**Record excerpts**
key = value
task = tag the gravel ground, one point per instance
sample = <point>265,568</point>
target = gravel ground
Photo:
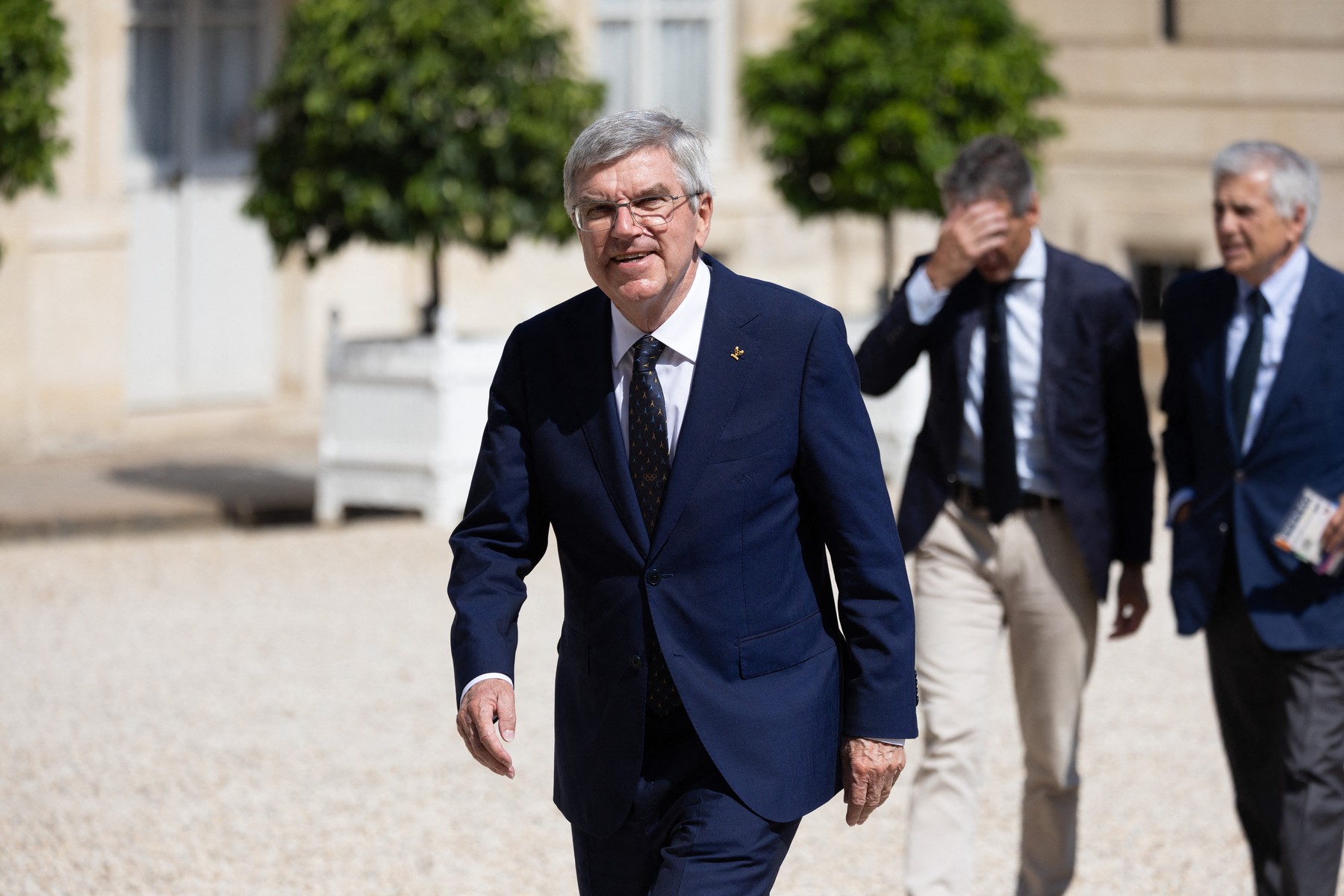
<point>272,712</point>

**Directions**
Set down each line of the rows above character for character, omitting the pictures.

**Written answer**
key = value
task = tag the gravel ground, one point per instance
sample = <point>265,568</point>
target = gravel ground
Photo:
<point>272,712</point>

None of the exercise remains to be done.